## YOUR INSTRUCTIONS
Find every line in the items below that contains the word "white", and copy each of those lines in full.

## LISTING

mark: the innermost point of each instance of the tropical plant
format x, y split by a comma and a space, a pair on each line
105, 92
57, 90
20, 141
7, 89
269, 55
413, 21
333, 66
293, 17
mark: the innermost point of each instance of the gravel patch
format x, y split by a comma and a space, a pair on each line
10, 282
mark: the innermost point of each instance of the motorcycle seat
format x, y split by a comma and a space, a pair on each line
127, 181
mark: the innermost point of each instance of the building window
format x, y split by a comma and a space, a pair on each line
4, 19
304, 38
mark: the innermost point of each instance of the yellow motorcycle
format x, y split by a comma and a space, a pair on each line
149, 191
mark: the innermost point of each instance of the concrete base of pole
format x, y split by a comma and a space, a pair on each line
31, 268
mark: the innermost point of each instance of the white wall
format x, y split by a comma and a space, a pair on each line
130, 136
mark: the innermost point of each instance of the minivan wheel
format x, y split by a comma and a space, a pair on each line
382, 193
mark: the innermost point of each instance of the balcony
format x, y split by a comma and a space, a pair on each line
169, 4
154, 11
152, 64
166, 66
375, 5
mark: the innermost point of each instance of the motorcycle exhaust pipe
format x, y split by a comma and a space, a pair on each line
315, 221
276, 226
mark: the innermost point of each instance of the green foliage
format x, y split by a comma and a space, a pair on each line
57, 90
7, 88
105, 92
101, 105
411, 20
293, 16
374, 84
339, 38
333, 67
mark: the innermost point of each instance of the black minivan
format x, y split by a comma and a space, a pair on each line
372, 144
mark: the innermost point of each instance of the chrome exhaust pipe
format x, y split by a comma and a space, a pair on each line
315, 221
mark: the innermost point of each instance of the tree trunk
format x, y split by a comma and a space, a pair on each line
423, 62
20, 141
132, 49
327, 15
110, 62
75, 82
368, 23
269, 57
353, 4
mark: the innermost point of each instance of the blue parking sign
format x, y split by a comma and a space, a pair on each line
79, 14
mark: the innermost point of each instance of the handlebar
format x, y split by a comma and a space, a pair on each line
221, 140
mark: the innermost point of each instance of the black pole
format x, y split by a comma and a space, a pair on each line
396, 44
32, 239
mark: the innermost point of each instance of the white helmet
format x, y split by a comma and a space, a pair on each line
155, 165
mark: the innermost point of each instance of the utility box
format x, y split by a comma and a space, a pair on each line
* * *
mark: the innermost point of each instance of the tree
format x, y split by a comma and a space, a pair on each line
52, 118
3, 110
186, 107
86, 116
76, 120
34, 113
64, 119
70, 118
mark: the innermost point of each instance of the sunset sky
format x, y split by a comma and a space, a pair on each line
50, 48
==
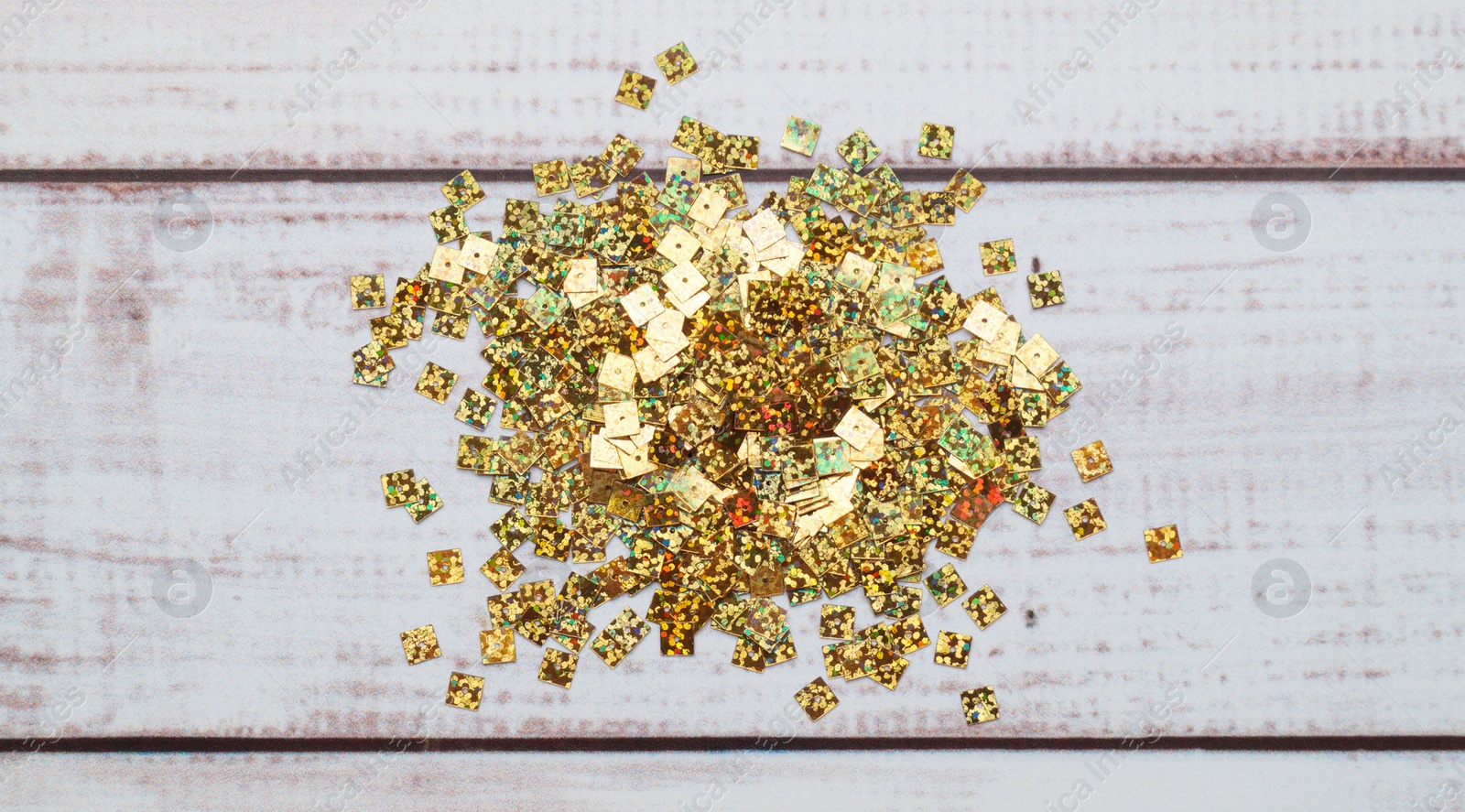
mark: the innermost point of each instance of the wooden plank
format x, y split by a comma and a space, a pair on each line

## COMPLETED TASK
mark: the innermost point of each instance of the white wall
mark: the innermost point of each instance of the white helmet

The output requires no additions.